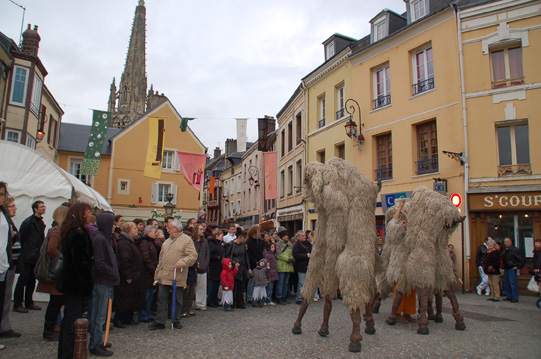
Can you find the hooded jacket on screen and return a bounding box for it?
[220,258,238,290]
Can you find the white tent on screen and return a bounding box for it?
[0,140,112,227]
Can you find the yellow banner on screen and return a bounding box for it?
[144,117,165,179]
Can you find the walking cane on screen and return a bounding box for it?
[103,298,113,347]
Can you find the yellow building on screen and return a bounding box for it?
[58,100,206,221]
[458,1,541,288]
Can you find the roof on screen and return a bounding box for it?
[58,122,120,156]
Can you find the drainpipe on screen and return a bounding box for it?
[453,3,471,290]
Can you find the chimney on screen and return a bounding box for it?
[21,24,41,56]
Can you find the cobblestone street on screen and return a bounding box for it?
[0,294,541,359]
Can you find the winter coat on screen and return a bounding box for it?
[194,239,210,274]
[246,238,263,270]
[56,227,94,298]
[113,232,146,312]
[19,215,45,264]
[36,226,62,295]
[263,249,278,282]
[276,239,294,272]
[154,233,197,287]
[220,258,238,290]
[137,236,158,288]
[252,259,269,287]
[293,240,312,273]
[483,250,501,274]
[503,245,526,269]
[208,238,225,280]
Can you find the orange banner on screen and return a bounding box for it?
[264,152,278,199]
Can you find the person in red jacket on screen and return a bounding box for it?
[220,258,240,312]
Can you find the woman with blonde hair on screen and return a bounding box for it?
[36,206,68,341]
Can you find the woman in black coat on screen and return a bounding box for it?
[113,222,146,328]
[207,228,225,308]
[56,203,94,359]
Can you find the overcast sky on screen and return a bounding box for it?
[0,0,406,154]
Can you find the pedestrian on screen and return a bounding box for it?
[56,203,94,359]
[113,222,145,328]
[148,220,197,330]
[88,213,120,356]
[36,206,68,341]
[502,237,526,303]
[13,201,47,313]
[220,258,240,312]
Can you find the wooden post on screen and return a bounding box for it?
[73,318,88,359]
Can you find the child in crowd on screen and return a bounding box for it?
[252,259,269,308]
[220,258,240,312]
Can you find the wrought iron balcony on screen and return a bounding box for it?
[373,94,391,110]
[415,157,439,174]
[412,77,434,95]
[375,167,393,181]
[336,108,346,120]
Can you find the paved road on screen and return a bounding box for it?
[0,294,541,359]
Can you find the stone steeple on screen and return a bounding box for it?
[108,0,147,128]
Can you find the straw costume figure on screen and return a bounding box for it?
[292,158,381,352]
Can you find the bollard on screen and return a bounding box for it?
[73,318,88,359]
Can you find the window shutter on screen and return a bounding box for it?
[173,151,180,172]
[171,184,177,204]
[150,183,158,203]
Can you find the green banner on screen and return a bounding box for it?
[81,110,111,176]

---

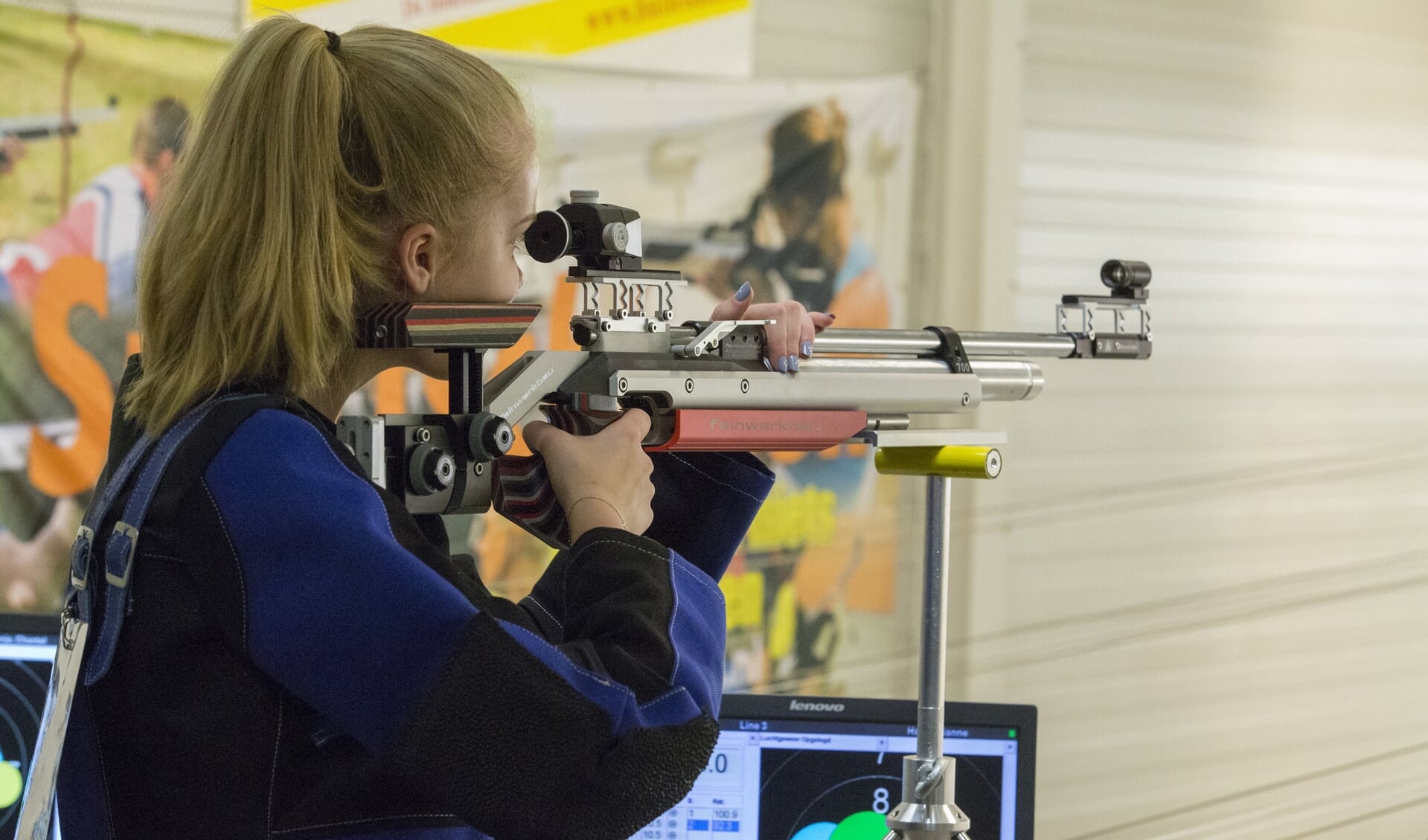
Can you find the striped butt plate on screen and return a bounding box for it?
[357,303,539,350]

WHAT NEEDS TO BE DONE:
Starting with the line that contains "Can you find the hooded" and going on through the line that contains "[144,117,165,179]", give those lines again with "white tent" switched to "gray tent". Change nothing else.

RESULT OF THE TASK:
Can you find the hooded jacket on screen and return a bounding box for it?
[220,258,238,290]
Can you find the gray tent on screen and return a bounding box for it?
[0,140,112,227]
Can you find the yellow banner on screen and return a bounding box for it?
[144,117,165,179]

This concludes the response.